:: Exercise data ::
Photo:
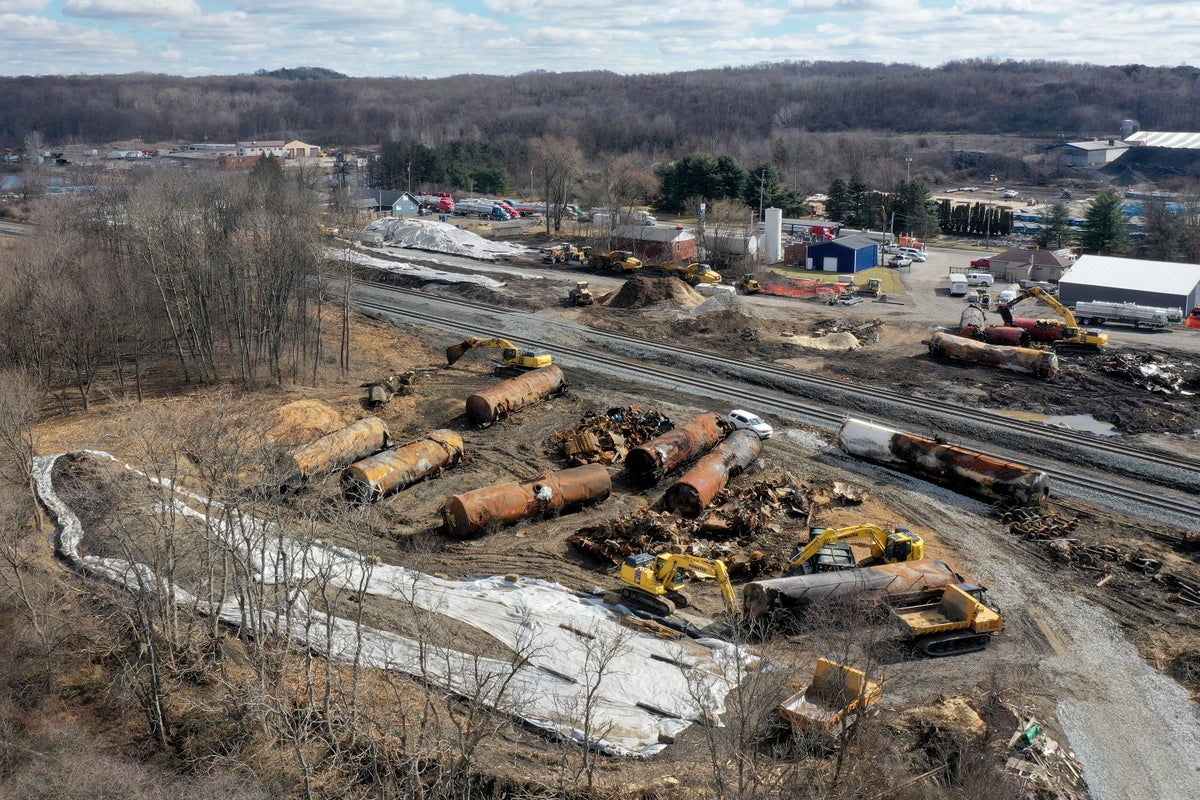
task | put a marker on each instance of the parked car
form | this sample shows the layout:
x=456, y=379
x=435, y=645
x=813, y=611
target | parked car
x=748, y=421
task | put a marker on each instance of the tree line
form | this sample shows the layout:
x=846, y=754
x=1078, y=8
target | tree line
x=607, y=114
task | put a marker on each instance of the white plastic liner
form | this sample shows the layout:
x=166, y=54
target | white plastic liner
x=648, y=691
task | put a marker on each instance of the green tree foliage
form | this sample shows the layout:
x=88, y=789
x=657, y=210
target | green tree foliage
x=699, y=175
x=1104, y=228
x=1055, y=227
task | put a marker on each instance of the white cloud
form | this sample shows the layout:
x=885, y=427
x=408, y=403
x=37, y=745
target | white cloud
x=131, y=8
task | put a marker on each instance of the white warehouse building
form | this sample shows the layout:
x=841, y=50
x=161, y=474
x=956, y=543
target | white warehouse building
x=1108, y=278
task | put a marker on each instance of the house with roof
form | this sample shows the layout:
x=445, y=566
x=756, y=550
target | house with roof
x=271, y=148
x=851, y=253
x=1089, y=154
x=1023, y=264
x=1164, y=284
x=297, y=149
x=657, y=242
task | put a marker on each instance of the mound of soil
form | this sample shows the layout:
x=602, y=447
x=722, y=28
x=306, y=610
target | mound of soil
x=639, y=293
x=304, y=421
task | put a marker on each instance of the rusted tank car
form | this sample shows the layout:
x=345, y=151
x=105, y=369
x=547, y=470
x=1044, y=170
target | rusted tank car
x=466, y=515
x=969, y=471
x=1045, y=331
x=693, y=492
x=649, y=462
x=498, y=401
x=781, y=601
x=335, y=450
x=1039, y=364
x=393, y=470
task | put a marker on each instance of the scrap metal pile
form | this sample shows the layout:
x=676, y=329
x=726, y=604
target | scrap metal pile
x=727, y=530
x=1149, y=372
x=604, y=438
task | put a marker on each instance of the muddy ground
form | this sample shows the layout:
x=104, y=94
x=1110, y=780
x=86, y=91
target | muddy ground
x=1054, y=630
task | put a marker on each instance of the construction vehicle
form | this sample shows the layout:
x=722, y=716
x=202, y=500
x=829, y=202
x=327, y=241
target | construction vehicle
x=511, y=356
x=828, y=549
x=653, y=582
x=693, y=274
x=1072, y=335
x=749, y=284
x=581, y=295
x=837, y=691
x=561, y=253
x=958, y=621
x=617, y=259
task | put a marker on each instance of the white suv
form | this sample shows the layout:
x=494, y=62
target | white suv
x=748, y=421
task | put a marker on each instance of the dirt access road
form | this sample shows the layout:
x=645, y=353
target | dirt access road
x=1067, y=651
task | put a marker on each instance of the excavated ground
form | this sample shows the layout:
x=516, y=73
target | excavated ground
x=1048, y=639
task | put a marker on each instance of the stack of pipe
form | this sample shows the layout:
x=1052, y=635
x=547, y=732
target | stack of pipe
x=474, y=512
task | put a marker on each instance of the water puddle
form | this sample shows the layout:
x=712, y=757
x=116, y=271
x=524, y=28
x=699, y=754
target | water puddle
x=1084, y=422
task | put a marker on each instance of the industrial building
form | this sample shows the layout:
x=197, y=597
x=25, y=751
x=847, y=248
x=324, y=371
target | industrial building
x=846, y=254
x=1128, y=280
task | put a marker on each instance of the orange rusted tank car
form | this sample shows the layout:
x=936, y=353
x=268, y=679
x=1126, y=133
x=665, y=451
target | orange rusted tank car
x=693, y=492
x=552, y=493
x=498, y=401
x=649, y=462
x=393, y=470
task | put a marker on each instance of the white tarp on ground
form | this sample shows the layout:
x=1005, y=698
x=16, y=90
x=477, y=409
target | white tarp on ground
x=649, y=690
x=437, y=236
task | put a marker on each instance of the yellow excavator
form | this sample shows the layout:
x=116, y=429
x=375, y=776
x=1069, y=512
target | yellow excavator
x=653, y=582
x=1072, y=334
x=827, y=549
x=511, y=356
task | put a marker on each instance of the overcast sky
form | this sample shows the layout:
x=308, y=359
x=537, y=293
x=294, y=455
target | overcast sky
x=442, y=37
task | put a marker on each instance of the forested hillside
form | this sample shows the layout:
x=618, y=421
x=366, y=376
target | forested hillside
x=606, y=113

:: Exercise instructions ::
Would you transcribe all of the data exactly, apart from its pictures?

:: Result of this task ::
Photo:
task | put a marker on each instance of the parked car
form | this sample shows the layout:
x=456, y=379
x=435, y=645
x=813, y=611
target | parked car
x=748, y=421
task | put a marker on each instance of the tree line
form | this sample shows the layout:
x=846, y=754
x=1078, y=8
target | tree line
x=607, y=114
task | put a marker on each instance of the white plastic liner
form | this sample shows the layout:
x=166, y=54
target | white plastic liner
x=648, y=691
task | put a marker on each instance of the green tree foliage
form | this sample shows the layout:
x=88, y=789
x=657, y=210
target | green tree foliage
x=699, y=175
x=1104, y=228
x=1055, y=227
task | put a marker on each instance of the white cloud
form | this sample shows the layout:
x=885, y=427
x=408, y=403
x=37, y=745
target | white cloud
x=131, y=8
task | put a marker on each instance of the white warehouse building
form | this sample shows the layout:
x=841, y=50
x=161, y=474
x=956, y=543
target | white warehouse building
x=1108, y=278
task | put a marker on each instance of the house with roof
form | this sample shows the layout:
x=445, y=566
x=756, y=550
target | house with roof
x=271, y=148
x=851, y=253
x=1089, y=154
x=1023, y=264
x=1164, y=284
x=297, y=149
x=657, y=242
task | put a marker on each instance of the mound of soil
form | this sample shows the layout:
x=602, y=447
x=722, y=28
x=306, y=610
target | mound of soil
x=639, y=293
x=304, y=421
task | put a marker on each instance of the rusted tank car
form | this sample shows the layout:
x=345, y=151
x=105, y=369
x=547, y=470
x=1044, y=170
target | rusted tank car
x=466, y=515
x=969, y=471
x=1045, y=331
x=693, y=492
x=649, y=462
x=498, y=401
x=781, y=601
x=335, y=450
x=1039, y=364
x=393, y=470
task | put a marker on each instance of the scrap metal pile
form | this sample shows the layout:
x=676, y=329
x=726, y=604
target | scrap metal pile
x=727, y=530
x=1149, y=372
x=604, y=438
task | put a marker on each instance of the muddy ground
form | this sample shows the layout:
x=104, y=94
x=1110, y=780
x=86, y=91
target | muddy ground
x=1054, y=630
task | put a marker on each instance of the construction vehicle
form | this sample shows the layout:
x=722, y=716
x=202, y=500
x=829, y=202
x=327, y=241
target | construction vehicle
x=511, y=356
x=828, y=549
x=653, y=582
x=693, y=274
x=1072, y=335
x=749, y=284
x=581, y=295
x=837, y=691
x=561, y=253
x=958, y=621
x=617, y=259
task | put a marker on each instance of the white suv
form | this sample shows the layout:
x=494, y=62
target | white suv
x=748, y=421
task | put a marker on each instance of the dirt access road
form | this sample shows the layout:
x=645, y=353
target | dirt access road
x=1067, y=651
task | put a marker on each instance of the excavated ground
form | this sample shows the layout:
x=516, y=73
target | excavated ground
x=1048, y=639
task | put a marker on each instance of the stack of pipe
form | this sample shows the layout:
x=1052, y=635
x=547, y=732
target | stack of pipe
x=474, y=512
task | put a marker on each instance of the water puddle
form | this sample shows the layout:
x=712, y=757
x=116, y=271
x=524, y=28
x=699, y=754
target | water puddle
x=1084, y=422
task | put a marker on each instance of the industrial building
form | this sample shows the layout:
x=197, y=597
x=25, y=751
x=847, y=248
x=324, y=371
target | industrial building
x=846, y=254
x=1128, y=280
task | put a marker on each instance of the orange rusted tank car
form | this sample shows the layout:
x=936, y=353
x=268, y=679
x=1126, y=133
x=665, y=451
target | orange rusted tank car
x=693, y=492
x=552, y=493
x=498, y=401
x=649, y=462
x=393, y=470
task | put a marker on each instance of the white tarp on ground
form | this sample shows the layout:
x=1005, y=698
x=16, y=90
x=477, y=409
target | white tarp on ground
x=649, y=690
x=437, y=236
task | put a marker on each instance of the yellow excavator
form | this sample shows the layout:
x=116, y=429
x=375, y=776
x=1069, y=512
target | yellow excavator
x=653, y=582
x=1072, y=334
x=827, y=549
x=511, y=356
task | put a marker on each instance of the overcast sky
form | this sample shows the layout:
x=308, y=359
x=537, y=293
x=294, y=455
target | overcast sky
x=442, y=37
task | put a marker on each instance of the forested hillside
form | this sample shows the layout:
x=618, y=421
x=366, y=376
target | forested hillside
x=606, y=113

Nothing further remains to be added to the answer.